======== Excerpt provided
Millions of tons of concrete and steel left in the ground for hundreds of years.
Unreliable, expensive, and a blot on the landscape, they are a massive killer of birds and raptors. In the sea, they cause havoc for whales and dolphins.
The energy they do produce from time to time is hugely expensive.
A modern day insanity, to add to the list.

MadWolf303
MadWolf303
4 months ago

By now only the insane, or shysters on the make, are believers….take yr pick, as to what anyone is promoting the damn things.

sskinner
4 months ago

The turbine blades are also made from oil derived products as well as balsa wood. Like everything to do with ‘saving the environment’ it all ends up hugely destructive to the environment (bats, birds, insects, landscapes etc.) AND our economy.
================
======== Data
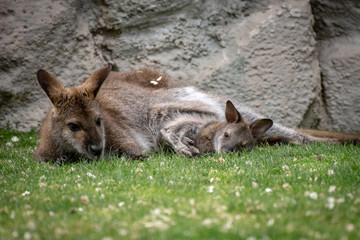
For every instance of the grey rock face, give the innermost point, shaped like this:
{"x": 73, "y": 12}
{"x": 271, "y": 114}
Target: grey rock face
{"x": 338, "y": 36}
{"x": 262, "y": 52}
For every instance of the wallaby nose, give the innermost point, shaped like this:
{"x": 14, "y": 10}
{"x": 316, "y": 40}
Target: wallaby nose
{"x": 95, "y": 149}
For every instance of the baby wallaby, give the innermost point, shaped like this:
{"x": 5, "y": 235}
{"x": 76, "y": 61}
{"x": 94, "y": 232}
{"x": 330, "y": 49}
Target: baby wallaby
{"x": 206, "y": 135}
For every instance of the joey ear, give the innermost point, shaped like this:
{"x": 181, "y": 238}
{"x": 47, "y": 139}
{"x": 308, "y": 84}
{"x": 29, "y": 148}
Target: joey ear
{"x": 93, "y": 83}
{"x": 231, "y": 113}
{"x": 260, "y": 126}
{"x": 52, "y": 87}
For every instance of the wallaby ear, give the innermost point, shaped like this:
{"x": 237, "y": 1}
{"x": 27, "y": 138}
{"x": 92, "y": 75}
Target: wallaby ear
{"x": 52, "y": 87}
{"x": 231, "y": 113}
{"x": 93, "y": 83}
{"x": 260, "y": 126}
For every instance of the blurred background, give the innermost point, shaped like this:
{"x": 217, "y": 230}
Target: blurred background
{"x": 297, "y": 62}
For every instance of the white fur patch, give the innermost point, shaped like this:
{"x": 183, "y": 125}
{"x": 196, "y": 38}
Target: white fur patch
{"x": 193, "y": 94}
{"x": 141, "y": 140}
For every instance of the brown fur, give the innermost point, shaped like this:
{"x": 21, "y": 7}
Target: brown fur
{"x": 130, "y": 112}
{"x": 76, "y": 108}
{"x": 233, "y": 135}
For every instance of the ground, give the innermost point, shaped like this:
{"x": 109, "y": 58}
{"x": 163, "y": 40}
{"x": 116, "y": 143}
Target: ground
{"x": 278, "y": 192}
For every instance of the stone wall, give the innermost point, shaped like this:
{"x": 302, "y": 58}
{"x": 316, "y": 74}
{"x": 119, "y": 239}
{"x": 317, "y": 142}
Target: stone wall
{"x": 264, "y": 52}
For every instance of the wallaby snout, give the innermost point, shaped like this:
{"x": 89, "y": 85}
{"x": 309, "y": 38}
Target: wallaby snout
{"x": 237, "y": 134}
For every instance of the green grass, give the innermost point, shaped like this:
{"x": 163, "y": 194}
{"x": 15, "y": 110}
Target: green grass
{"x": 281, "y": 192}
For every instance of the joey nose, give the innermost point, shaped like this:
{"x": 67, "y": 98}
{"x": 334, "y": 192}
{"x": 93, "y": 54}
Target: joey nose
{"x": 95, "y": 149}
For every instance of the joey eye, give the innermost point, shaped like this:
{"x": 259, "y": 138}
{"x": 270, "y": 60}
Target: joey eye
{"x": 98, "y": 122}
{"x": 74, "y": 127}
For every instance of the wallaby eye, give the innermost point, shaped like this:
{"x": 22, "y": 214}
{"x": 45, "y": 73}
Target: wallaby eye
{"x": 98, "y": 122}
{"x": 74, "y": 127}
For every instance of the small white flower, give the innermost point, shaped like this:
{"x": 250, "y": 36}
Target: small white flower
{"x": 270, "y": 222}
{"x": 156, "y": 211}
{"x": 313, "y": 195}
{"x": 285, "y": 168}
{"x": 84, "y": 199}
{"x": 154, "y": 82}
{"x": 89, "y": 174}
{"x": 350, "y": 227}
{"x": 27, "y": 236}
{"x": 25, "y": 193}
{"x": 332, "y": 189}
{"x": 330, "y": 203}
{"x": 286, "y": 186}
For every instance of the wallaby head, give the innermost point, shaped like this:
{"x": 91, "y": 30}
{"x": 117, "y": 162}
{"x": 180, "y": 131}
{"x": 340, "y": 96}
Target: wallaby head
{"x": 75, "y": 121}
{"x": 235, "y": 134}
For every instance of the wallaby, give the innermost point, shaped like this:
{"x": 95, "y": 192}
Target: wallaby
{"x": 124, "y": 115}
{"x": 205, "y": 135}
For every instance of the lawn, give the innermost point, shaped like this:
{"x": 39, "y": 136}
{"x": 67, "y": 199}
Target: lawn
{"x": 281, "y": 192}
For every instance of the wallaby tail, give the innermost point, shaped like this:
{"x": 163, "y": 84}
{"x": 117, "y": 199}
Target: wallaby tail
{"x": 331, "y": 137}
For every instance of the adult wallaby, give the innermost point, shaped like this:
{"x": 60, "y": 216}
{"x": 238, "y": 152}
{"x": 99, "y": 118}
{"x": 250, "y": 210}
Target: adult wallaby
{"x": 203, "y": 135}
{"x": 124, "y": 115}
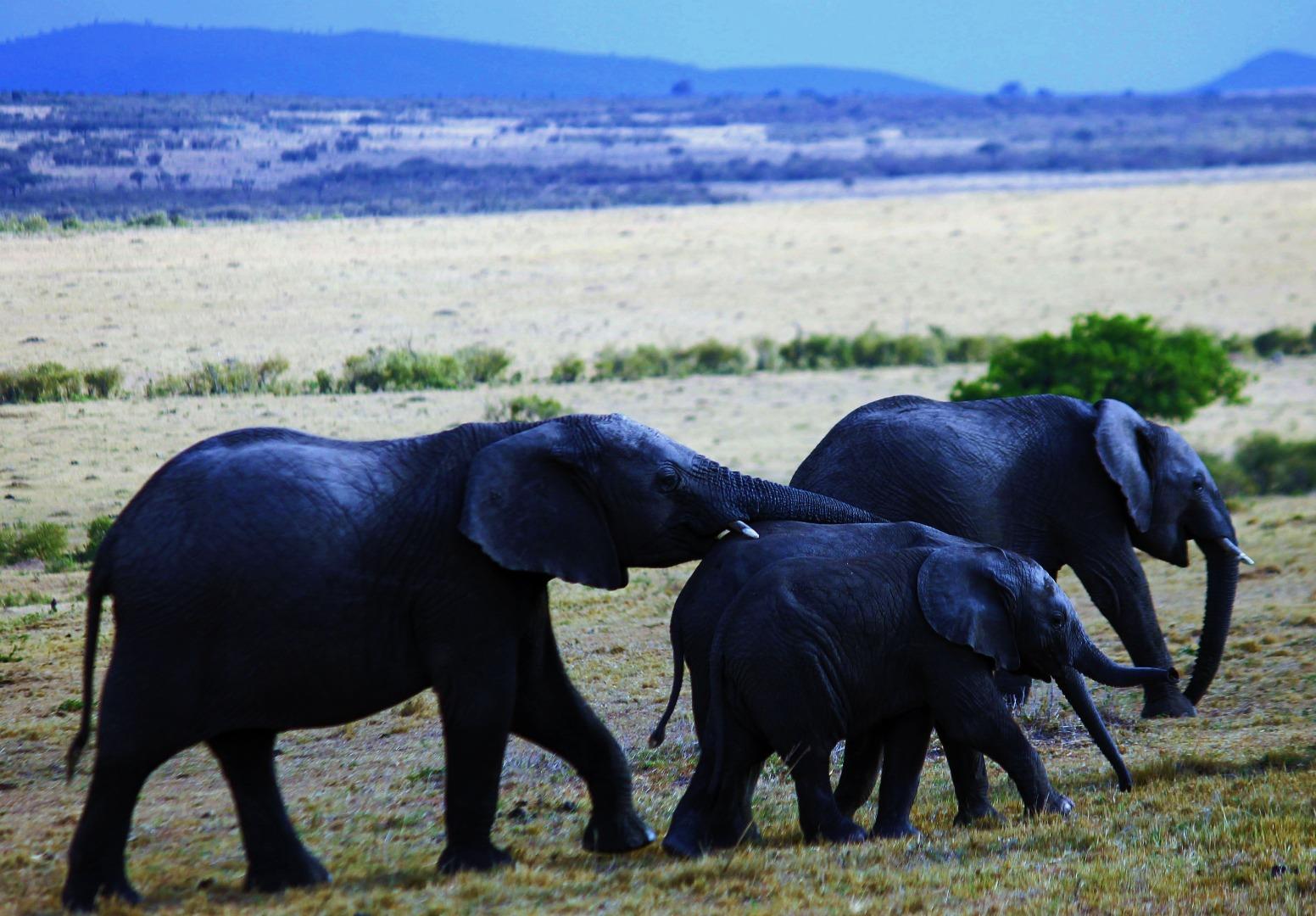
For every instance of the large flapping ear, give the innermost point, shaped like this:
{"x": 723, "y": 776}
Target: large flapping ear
{"x": 963, "y": 600}
{"x": 1120, "y": 438}
{"x": 531, "y": 507}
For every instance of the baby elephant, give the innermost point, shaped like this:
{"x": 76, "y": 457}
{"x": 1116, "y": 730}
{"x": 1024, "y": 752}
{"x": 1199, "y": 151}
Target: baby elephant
{"x": 813, "y": 651}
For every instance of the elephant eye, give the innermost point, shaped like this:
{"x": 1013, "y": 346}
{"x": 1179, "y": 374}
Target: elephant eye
{"x": 667, "y": 478}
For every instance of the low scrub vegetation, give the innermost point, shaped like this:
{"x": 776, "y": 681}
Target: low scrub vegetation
{"x": 231, "y": 377}
{"x": 526, "y": 407}
{"x": 47, "y": 541}
{"x": 1266, "y": 465}
{"x": 1158, "y": 372}
{"x": 54, "y": 382}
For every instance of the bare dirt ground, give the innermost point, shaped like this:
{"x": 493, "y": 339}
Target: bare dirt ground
{"x": 1230, "y": 257}
{"x": 1222, "y": 801}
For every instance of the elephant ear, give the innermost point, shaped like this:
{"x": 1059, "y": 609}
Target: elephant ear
{"x": 963, "y": 599}
{"x": 531, "y": 507}
{"x": 1122, "y": 443}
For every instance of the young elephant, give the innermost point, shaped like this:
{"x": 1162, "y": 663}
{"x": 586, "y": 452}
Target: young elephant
{"x": 815, "y": 651}
{"x": 267, "y": 579}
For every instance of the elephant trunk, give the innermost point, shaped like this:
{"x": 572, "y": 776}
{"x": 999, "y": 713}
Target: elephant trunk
{"x": 767, "y": 501}
{"x": 1098, "y": 666}
{"x": 1075, "y": 691}
{"x": 1222, "y": 586}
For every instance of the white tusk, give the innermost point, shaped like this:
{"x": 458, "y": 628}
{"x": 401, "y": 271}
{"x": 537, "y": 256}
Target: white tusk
{"x": 1236, "y": 550}
{"x": 744, "y": 529}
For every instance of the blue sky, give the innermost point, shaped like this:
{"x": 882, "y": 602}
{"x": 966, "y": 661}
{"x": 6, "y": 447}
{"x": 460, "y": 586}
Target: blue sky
{"x": 1070, "y": 47}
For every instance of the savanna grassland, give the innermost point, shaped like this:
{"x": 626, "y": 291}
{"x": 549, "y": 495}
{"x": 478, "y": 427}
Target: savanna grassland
{"x": 1224, "y": 811}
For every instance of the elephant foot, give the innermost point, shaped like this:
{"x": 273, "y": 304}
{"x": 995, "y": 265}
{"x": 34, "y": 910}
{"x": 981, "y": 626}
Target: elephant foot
{"x": 979, "y": 813}
{"x": 79, "y": 894}
{"x": 839, "y": 832}
{"x": 472, "y": 858}
{"x": 616, "y": 834}
{"x": 901, "y": 829}
{"x": 1013, "y": 687}
{"x": 305, "y": 872}
{"x": 1168, "y": 703}
{"x": 683, "y": 844}
{"x": 1057, "y": 804}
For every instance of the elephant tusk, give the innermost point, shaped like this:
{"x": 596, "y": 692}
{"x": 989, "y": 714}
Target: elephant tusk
{"x": 1236, "y": 550}
{"x": 743, "y": 529}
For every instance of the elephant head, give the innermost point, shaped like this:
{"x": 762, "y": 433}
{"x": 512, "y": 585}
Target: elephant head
{"x": 583, "y": 498}
{"x": 1170, "y": 498}
{"x": 1006, "y": 607}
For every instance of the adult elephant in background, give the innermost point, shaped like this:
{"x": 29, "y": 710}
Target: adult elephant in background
{"x": 267, "y": 579}
{"x": 1062, "y": 481}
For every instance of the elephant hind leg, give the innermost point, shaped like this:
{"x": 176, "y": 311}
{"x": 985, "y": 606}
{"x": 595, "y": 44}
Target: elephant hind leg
{"x": 97, "y": 854}
{"x": 276, "y": 857}
{"x": 906, "y": 749}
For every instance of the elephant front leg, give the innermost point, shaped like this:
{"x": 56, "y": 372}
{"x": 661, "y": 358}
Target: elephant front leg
{"x": 906, "y": 748}
{"x": 476, "y": 701}
{"x": 552, "y": 713}
{"x": 1118, "y": 589}
{"x": 981, "y": 720}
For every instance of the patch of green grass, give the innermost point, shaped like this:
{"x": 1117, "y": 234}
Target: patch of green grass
{"x": 526, "y": 407}
{"x": 55, "y": 382}
{"x": 231, "y": 377}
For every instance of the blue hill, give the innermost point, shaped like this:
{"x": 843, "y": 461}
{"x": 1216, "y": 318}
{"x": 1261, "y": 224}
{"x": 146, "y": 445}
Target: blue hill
{"x": 117, "y": 59}
{"x": 1275, "y": 70}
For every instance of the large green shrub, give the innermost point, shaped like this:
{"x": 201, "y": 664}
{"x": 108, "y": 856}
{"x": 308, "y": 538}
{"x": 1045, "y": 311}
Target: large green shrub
{"x": 1158, "y": 372}
{"x": 1275, "y": 466}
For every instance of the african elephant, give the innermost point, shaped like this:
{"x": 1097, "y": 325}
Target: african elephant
{"x": 813, "y": 651}
{"x": 267, "y": 579}
{"x": 1057, "y": 479}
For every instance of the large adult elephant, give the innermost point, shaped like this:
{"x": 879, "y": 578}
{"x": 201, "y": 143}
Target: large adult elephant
{"x": 1062, "y": 481}
{"x": 267, "y": 579}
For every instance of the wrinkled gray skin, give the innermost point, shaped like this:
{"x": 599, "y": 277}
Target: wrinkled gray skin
{"x": 719, "y": 579}
{"x": 267, "y": 579}
{"x": 813, "y": 651}
{"x": 1061, "y": 481}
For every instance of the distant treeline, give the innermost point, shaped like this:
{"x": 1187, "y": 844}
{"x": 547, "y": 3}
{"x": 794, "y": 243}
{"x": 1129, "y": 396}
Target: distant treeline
{"x": 381, "y": 369}
{"x": 1011, "y": 131}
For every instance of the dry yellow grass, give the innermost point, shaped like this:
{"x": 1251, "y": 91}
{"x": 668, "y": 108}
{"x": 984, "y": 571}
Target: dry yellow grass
{"x": 1230, "y": 257}
{"x": 1220, "y": 799}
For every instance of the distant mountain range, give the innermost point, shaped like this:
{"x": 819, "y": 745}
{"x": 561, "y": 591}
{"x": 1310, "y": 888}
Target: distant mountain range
{"x": 1277, "y": 70}
{"x": 116, "y": 59}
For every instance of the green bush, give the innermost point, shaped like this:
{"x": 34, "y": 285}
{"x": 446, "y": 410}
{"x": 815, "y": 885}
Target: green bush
{"x": 45, "y": 541}
{"x": 819, "y": 352}
{"x": 483, "y": 365}
{"x": 1275, "y": 466}
{"x": 1158, "y": 372}
{"x": 97, "y": 531}
{"x": 1287, "y": 341}
{"x": 645, "y": 362}
{"x": 54, "y": 382}
{"x": 567, "y": 370}
{"x": 526, "y": 407}
{"x": 1230, "y": 479}
{"x": 711, "y": 358}
{"x": 231, "y": 377}
{"x": 148, "y": 221}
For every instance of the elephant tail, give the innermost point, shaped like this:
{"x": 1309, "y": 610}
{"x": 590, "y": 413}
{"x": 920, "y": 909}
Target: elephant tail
{"x": 98, "y": 586}
{"x": 678, "y": 670}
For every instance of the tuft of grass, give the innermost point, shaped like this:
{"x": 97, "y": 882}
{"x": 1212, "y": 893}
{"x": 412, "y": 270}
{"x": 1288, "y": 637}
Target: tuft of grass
{"x": 47, "y": 541}
{"x": 231, "y": 377}
{"x": 55, "y": 382}
{"x": 526, "y": 407}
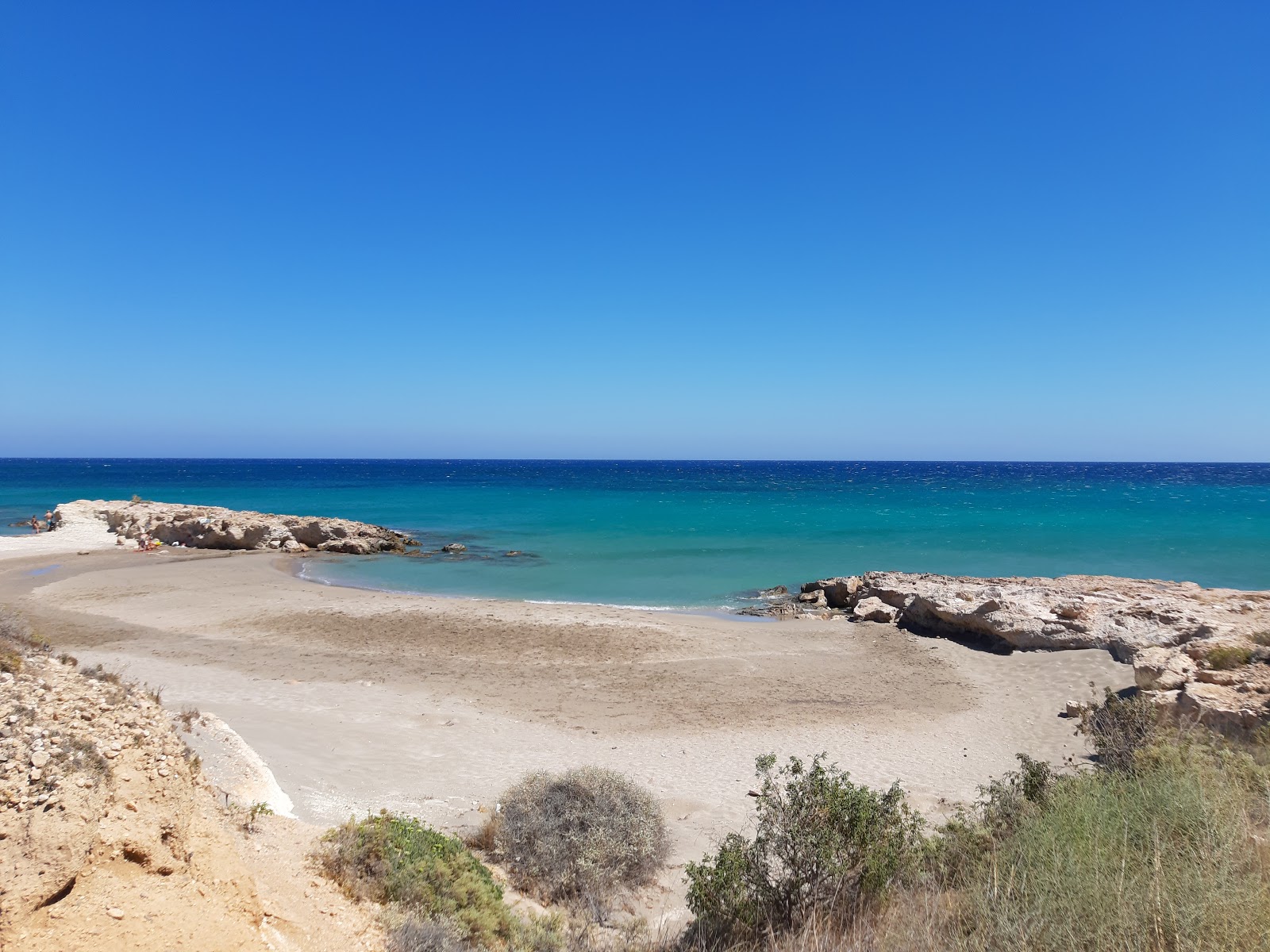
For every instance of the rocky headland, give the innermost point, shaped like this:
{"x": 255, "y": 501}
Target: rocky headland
================
__What is being asked__
Copy out the wind turbine comments word for word, from the first line through the last.

__Result of this task__
Millions of tons of concrete and steel left in the ground for hundreds of years.
Unreliable, expensive, and a blot on the landscape, they are a massive killer of birds and raptors. In the sea, they cause havoc for whales and dolphins.
The energy they do produce from time to time is hugely expensive.
A modern day insanity, to add to the list.

MadWolf303
MadWolf303
4 months ago

By now only the insane, or shysters on the make, are believers….take yr pick, as to what anyone is promoting the damn things.

sskinner
4 months ago

The turbine blades are also made from oil derived products as well as balsa wood. Like everything to do with ‘saving the environment’ it all ends up hugely destructive to the environment (bats, birds, insects, landscapes etc.) AND our economy.